- **YOUR TASK**
Could you put the lines of every entry below into a numbered list, skipping blank lines and leaving out the pictures?

Coordinate annotation entries:
--- START ---

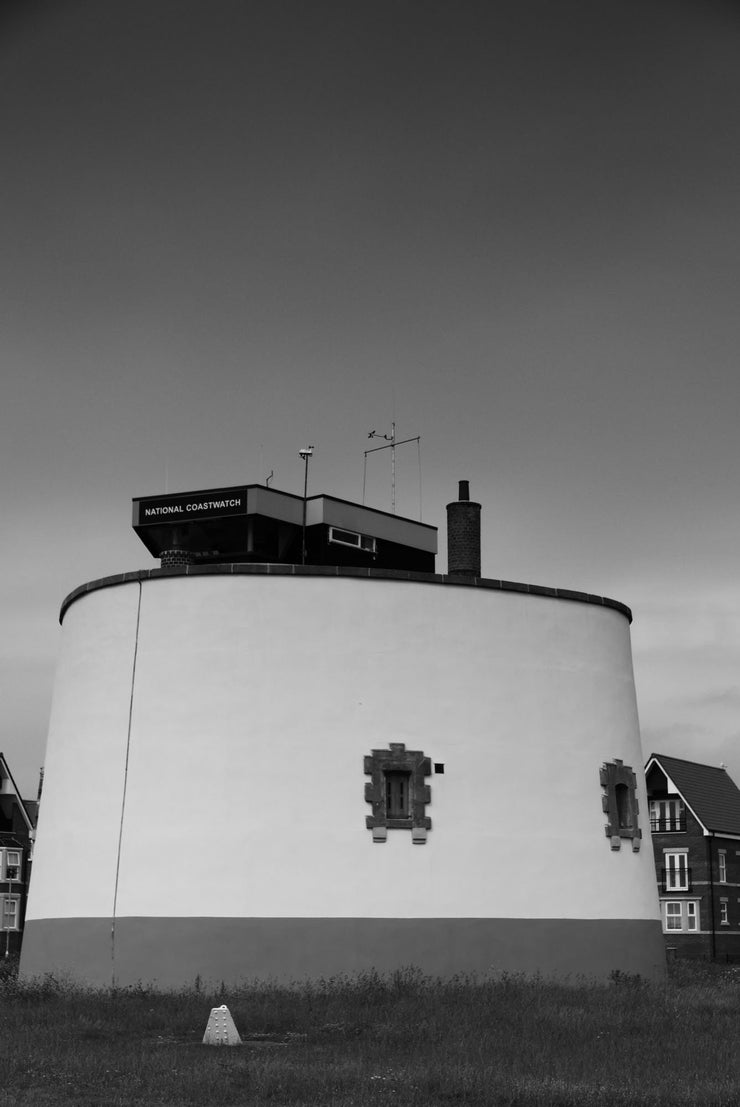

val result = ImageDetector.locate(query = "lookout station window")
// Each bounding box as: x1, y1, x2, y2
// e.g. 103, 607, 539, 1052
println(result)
364, 742, 432, 845
599, 757, 643, 852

--- END ---

- **REPLY**
1. val result = ImageDetector.locate(query = "lookout station window")
2. // Each bounding box as: x1, y1, x2, y2
3. // e.g. 103, 607, 539, 1052
4. println(result)
5. 364, 742, 432, 845
6. 599, 757, 643, 852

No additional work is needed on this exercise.